EXCERPT ▸

········

Tony Maretic - CFO, Secretary, and Treasurer
Good morning. Before we begin, I would like to direct you to our website at cityofficereit.com, where you can download our fourth-quarter earnings press release and a supplemental information package. Certain statements made today that are not in the present tense or that discuss the Company's expectations are forward-looking statements within the meaning of the federal securities laws.
Although the Company believes that these expectations reflected in such forward-looking statements are based upon reasonable assumptions, we can give no assurance these expectations will be achieved. Please see the forward-looking statements disclaimer in our fourth-quarter earnings press release for factors that could cause material differences between forward-looking statements and actual results.
The earnings release and supplemental package both include a reconciliation of non-GAAP measures that will be discussed today to their most directly comparable GAAP financial measures. I will review our financial results after Jamie Farrar, our Chief Executive Officer, discusses some of the quarter's operational highlights. I will now turn the meeting over to Jamie.
Jamie Farrar - CEO and Director
Good morning and welcome to City Office REIT's fourth-quarter 2014 earnings call. With me today is Tony Maretic, our Chief Financial Officer; and Greg Tylee, our President and Chief Operating Officer.
I'd like to begin by stating that we are pleased with our fourth-quarter results and the progress that has been made on a number of important fronts. Our management team has been focused on executing specific initiatives that we believe will create significant value. These initiatives include sourcing attractive acquisition opportunities as well as various internal measures designed to unlock value at our existing properties.

········

DIRECTIVES ▸
**1.** According to the City Office REIT earnings call excerpt, who is the company's President and Chief Operating Officer?
**2.** Continue the City Office REIT earnings call transcript from the point where it stops.

DATA ENTRIES ▸
········

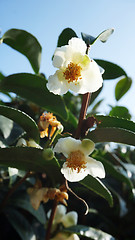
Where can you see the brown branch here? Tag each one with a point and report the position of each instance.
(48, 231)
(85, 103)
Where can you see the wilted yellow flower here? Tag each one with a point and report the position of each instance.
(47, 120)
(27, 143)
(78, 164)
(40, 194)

········

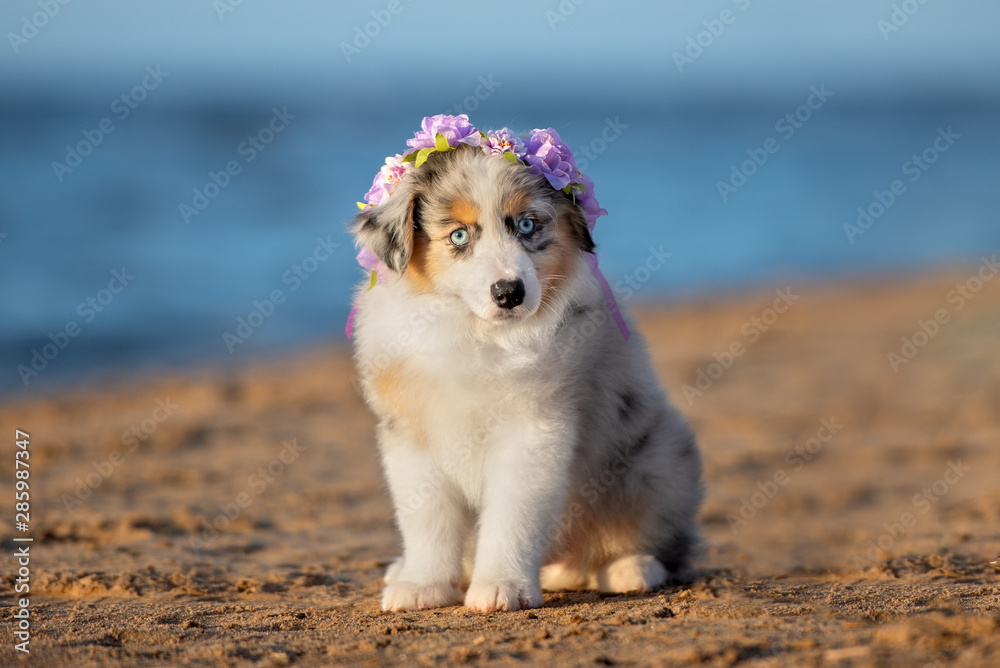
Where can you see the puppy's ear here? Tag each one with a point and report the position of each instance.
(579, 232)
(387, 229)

········

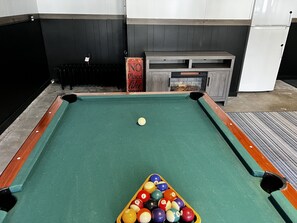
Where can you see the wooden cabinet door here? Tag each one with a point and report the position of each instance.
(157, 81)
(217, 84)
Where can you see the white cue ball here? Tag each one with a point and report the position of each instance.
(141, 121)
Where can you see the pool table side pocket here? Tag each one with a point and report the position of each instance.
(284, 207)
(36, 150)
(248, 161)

········

ANSWER LIST ▸
**1.** Greg Tylee

**2.**
Specific examples of these initiatives include extending lease maturities, increasing net operating income by leasing vacant space, and reducing operating costs by investing in our properties. Before I get into specifics concerning our performance during the quarter, I'd like to briefly touch upon what we are seeing in a number of our markets.
Overall, we continued to see strong underlying real estate fundamentals in our target markets and the increasing demand for office space from a variety of users. Boise, a market where we have a significant lease rollover event at the end of 2015, continues to be a strong performer. The downtown Boise submarket absorbed over 200,000 feet in 2014, and vacancy has steadily declined to 7.4% at quarter end.
Dallas, a market we acquired a property during the year, continues to be a leader in national employment growth. It achieved year-over-year job growth of approximately 3.7%. Dallas has now absorbed space for 18 consecutive quarters.
Denver, one of our key markets, has continued to achieve strong performance. Denver's economy is driven by a diverse set of industries, including aerospace; aviation; bioscience; broadcasting and telecommunications; energy; financial services; and information technology. Despite the presence of energy companies, the growth in other sectors has driven Denver's unemployment rate to approximately 4% at quarter end, and its leasing rates have increased for 13 consecutive quarters. Overall, leasing rates achieved a 4.3% year-over-year increase and are at $23.15 on a full-service gross equivalent.
Finally, Orlando is a market where we continue to have significant lease-up opportunity at our downtown Central Fairwinds property. Overall, Orlando's office market continues to lag many of our other markets, but it's slowly recovering. Its fourth-quarter leasing activity resulted in 160,000 square feet of positive net absorption, which pushed 2014 net absorption figures into positive territory.
However, employment growth continues to remain strong, with a year-over-year increase of 4.3%. We continue to see steady traffic at Central Fairwinds, and our in-place and committed occupancy has increased from 63% at the beginning of 2014 to 77% at December 31.
Overall, with the exception of Houston, we continue to believe that our target markets possess great long-term fundamentals for ownership of office properties. Given the recent volatility in the price of oil, we remain cautious concerning exposure to the energy industry, and we've consciously avoided the Houston market. I should also note that our direct exposure to tenants operating in the oil and gas industry is extremely limited. Less than 2% of our portfolio's annual gross rent is derived from oil and gas tenants.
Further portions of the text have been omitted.